# Why do they not make walking shoes in small sizes?



## Blah11

RANT TIME!

I took Amelie yesterday to get her feet measured in John Lewis to buy her some shoes for walking outside now it's summer. She was a size 2.5E in clarks and a size 3 in startrite but they were too wide and just fell off her feet :dohh: The only shoes in size 2.5 in Clarks are cruiser shoes... what good is that? She's 17 months old and a late walker so SURELY they must get babies in who walk at 12 months and have the same size feet as Amelie?!


SO frustrating.

Also, why have her feet only grown half a size in 6 months?!


----------



## Laura2919

Wow she has small feet!! My girls are a 3G in clarks and I havent been anywhere else.. I got them cruising shoes because they arent walking yet (Prems)


----------



## faun

Just googled for you and Hush puppies do shoes suitable for walking starting at size 2 and they do quarter sizes as well as halfs heres a link for you https://www.hushpuppies.com/UK/en-G...GRL/18732Y/0/Kids/Categories/Girls/Youth/Foal


----------



## Laura2919

They are cruising shoes hun! If they are designed for crawling and walking they are cruising! Nice shoes though and cheaper than Clarks!


----------



## Blah11

OOOH! I didn't know Hush Puppies exsisted anymore? How weird.

ETA - doh, theyre prob cruisers too :( They've prob got a soft rubbery sole, I wanted a proper sole :dohh: Thanks anyway :flower:


----------



## sapphire20

I have the same problem as you, olivia is a 2.5 aswell but I cant find any....the lady in the shop gave us these in a size 3, they are a wee bit big but she said they would be ok...

https://www.startriteshoes.com/childrens-shoes/girls/0276_1/ABELLA


----------



## Blah11

Yeah, she can't wear startrite cos theyre too wide for her. She tried those exact ones on yday but the lady did them up as small as theyd go and she could still pull them off so amelies heel would just pop out. Shes very narrow around her ankle apparently :shrug:
I had the same prob when I got her her cruisers. She just got away with a 2E when she was 11.5 months but really, they were a bit big.


----------



## HannahsMummy

Hannah has tiny feet too. She was a size 2.5 right up until about 2 months ago. We have a specialist shoe shop near us called Shuzu, they do really small walking shoes and boots which also offer support for the ankles when they have such tiny feet. They have a website but I've just tried to look at it and its down at the moment. 

Maybe google to see if you have a specialist childrens shoe store near you?


----------



## sapphire20

Blah11 said:


> Yeah, she can't wear startrite cos theyre too wide for her. She tried those exact ones on yday but the lady did them up as small as theyd go and she could still pull them off so amelies heel would just pop out. Shes very narrow around her ankle apparently :shrug:
> I had the same prob when I got her her cruisers. She just got away with a 2E when she was 11.5 months but really, they were a bit big.

══════════

STATED PROBLEM 1
Pick out every line in the entries below that contains the word "chandelier". Case counts.

══════════

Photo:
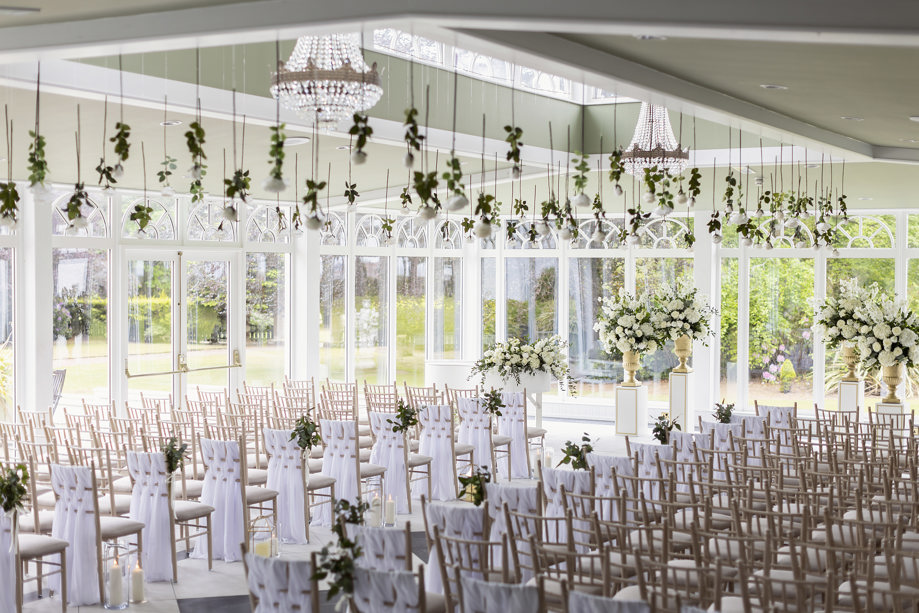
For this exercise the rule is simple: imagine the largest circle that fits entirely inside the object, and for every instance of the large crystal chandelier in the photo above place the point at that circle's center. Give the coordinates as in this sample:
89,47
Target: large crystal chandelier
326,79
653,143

══════════

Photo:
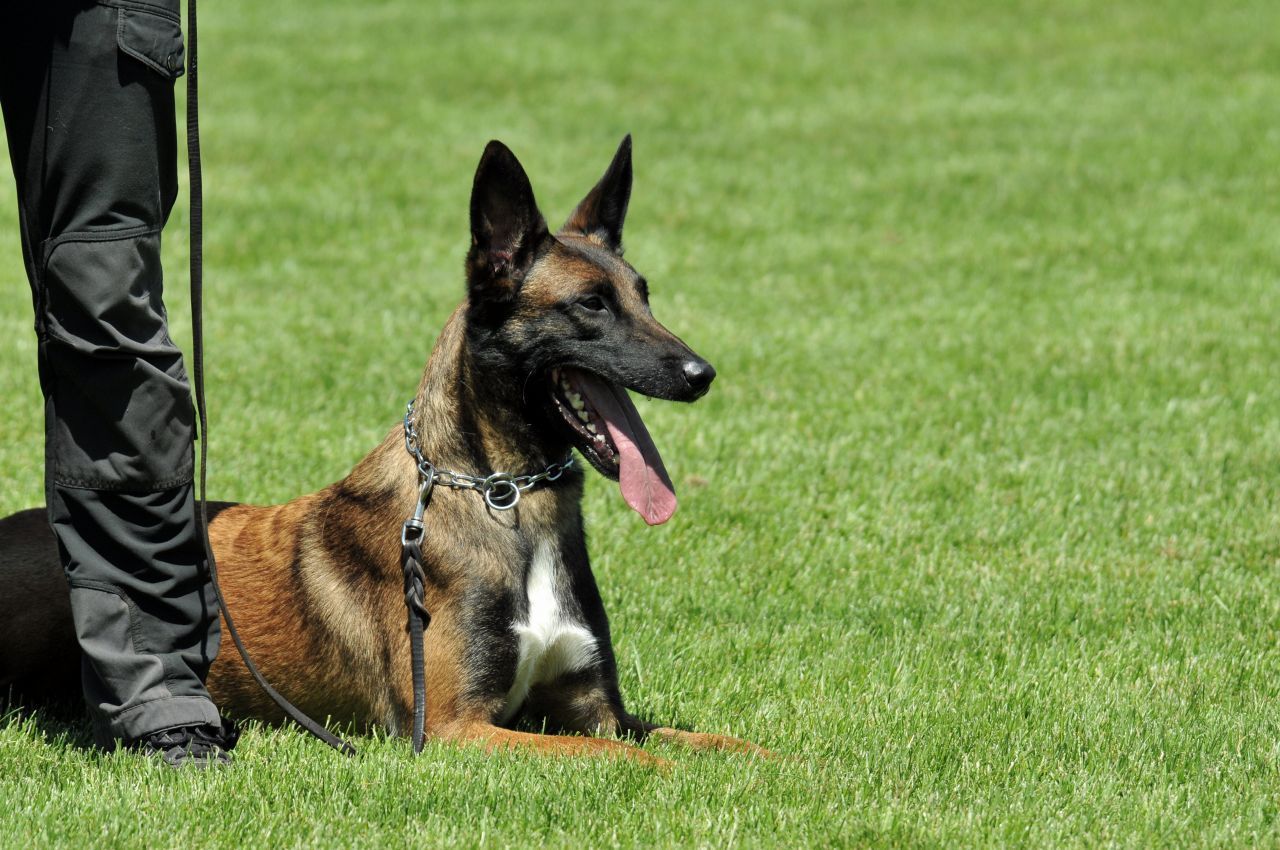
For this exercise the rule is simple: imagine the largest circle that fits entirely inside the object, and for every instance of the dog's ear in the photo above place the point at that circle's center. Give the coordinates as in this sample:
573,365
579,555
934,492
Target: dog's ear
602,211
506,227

══════════

STATED PROBLEM 2
Write out the part of the forum thread about small walking shoes that opens with the words "Also, why have" and closes with "walking yet (Prems)".

WORKED SOLUTION 1
For this exercise the rule is simple: imagine the largest circle that fits entirely inside the object, and for every instance of the large crystal chandelier in the photo above place the point at that circle's center. Give the coordinates as in this sample:
Target: large crystal chandelier

WORKED SOLUTION 2
Also, why have her feet only grown half a size in 6 months?!


----------



## Laura2919

Wow she has small feet!! My girls are a 3G in clarks and I havent been anywhere else.. I got them cruising shoes because they arent walking yet (Prems)